JOUW OPDRACHTEN:
**A.** Bij wie ligt volgens de tekst over uitstoot en omwonenden de bewijslast wanneer een vergunning wordt aangescherpt?
**B.** Schrijf het vervolg van de tekst over uitstoot en de bescherming van omwonenden, aansluitend op het punt waar die tekst stopt.

TEKSTFRAGMENT:

regelmatig grondig beoordeelt. Uit het onderzoek komt naar voren dat zowel bedrijven
als de betrokken overheden zich in de praktijk veelal procedureel opstellen, waarbij zij
de mogelijkheden in het systeem om de gezondheid van omwonenden te beschermen
niet volledig benutten. De Onderzoeksraad stelt vast dat deze houding van zowel
bedrijven als overheden tekort schiet en relateert dit aan vier samenhangende punten in
(de toepassing van) het stelsel

    Allereerst dat de toepassing van Beste Beschikbare Technieken voor emissiereductie
    afdoende zou zijn om omwonenden te beschermen. Het idee achter toepassing van
    Beste Beschikbare Technieken is dat de emissie van schadelijke stoffen zo ver is
    teruggebracht als economisch redelijk is. Dat is niet altijd voldoende om ervoor te zorgen
    dat de concentraties van schadelijke stoffen in de buurt van de fabriek onder de normen
    voor milieu en gezondheid blijven.
    Ten tweede worden de emissies die na technisch ingrijpen overblijven gezien als veilig,
    tenzij de immissietoets aantoont dat ze onveilig zijn. De casussen laten zien dat de
    immissietoets soms niet wordt gedaan. Hierdoor kan het gebeuren dat de emissie van
    bepaalde stoffen wordt vergund en dus wordt toegestaan, zonder dat inzichtelijk is hoe
    de blootstelling zich verhoudt tot risicovolle concentraties. Dit is in het bijzonder relevant
    wanneer het gaat om stoffen die niet of pas na lange tijd afbreken: de blootstelling van
    omwonenden en dus hun risico kan dan voortduren nadat de emissies zijn gestopt.
    Een derde punt is dat wanneer een emissie met immissietoets vergund is, er volgens de
    informatie van dat moment geen onaanvaardbare risico’s voor omwonenden zijn. Indien
    later blijkt dat een stof toch gevaarlijker is dan vooraf gedacht, dan kan dit worden
    gerepareerd door de vergunning aan te scherpen. Dit vergt van omgevingsdiensten wel
    dat zij alert zijn op aanwijzingen dat een stof onveiliger is dan gedacht, en dat zij zich in
    dat geval proactief opstellen en de mogelijkheden benutten om een vergunning aan te
    scherpen. Deze proactieve houding is temeer van belang gezien het feit dat het proces
    om tot aanscherping van een vergunning te komen gecompliceerd is en een lange
    looptijd heeft, met mogelijkheden voor tal van juridische procedures. Bovendien ligt de
    bewijslast bij de overheid.
    Ten slotte is voor de omgevingsdiensten bij de aanscherping van de vergunning de
    economische haalbaarheid van emissiereductie het vertrekpunt. Hierdoor staan bij het
    verminderen of verbieden van de emissie van bepaalde stoffen automatisch de (on)

VERZAMELDE GEGEVENS:
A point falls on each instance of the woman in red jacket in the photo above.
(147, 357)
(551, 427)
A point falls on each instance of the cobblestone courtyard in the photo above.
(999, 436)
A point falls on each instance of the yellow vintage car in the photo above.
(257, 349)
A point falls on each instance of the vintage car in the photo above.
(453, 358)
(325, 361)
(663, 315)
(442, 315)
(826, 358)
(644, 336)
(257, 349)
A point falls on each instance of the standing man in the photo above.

...

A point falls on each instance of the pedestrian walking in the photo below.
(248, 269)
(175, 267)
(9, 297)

ANTWOORDEN:
**A.** Bij de overheid.

**B.**
    mogelijkheden voor de industrie centraal, in plaats van de wenselijke emissiereductie
    vanuit gezondheidsoogpunt.
    Uit de casussen komt naar voren dat prikkels om te komen tot daadwerkelijke verandering
    niet uit het systeem komen. Externe druk in de vorm van aanhoudende klachten van
    omwonenden blijkt vaak nodig om in actie te komen. Doordat mogelijkheden tot
    aanscherping van de norm en/of de vergunning in de praktijk regelmatig onbenut blijven,
    kunnen omwonenden er niet zomaar op vertrouwen dat de overheid zorg draagt voor en
    toeziet op een gezonde en veilige leefomgeving. Het ontbreekt bijvoorbeeld aan een
    integrale afweging van de immissie van schadelijke stoffen in het VTH-systeem. Het is
    van belang dat er meer dynamiek komt in het systeem van normering, vergunningverlening,
    toezicht en handhaving, met impact op de gezondheid als trigger voor verandering.
    Daarbij is het van belang dat niet alleen emissie, maar ook immissie wordt gemeten, en
    dat het bevoegd gezag zich niet alleen de vraag stelt of gemeten waarden passen in de
    vergunning, maar ook of deze passen in de meest recente inzichten over
    gezondheidsrisico’s van een stof. Met een meer dynamisch systeem moet tussentijds
    ingrijpen en aanscherpen eenvoudiger en sneller realiseerbaar worden. Ook bij het
    vaststellen van normen kan de overheid zich ambitieuzer opstellen, bijvoorbeeld door de
    WHO-advieswaarden als uitgangspunt te nemen en in Europees verband hiervoor te pleiten. Signalen van omwonenden dienen serieus te worden genomen, waarbij ervoor moet worden gewaakt dat omwonenden verantwoordelijk worden gemaakt voor het signaleren van risico’s voor hun gezondheid. Die verantwoordelijkheid hoort bij bedrijven en overheden.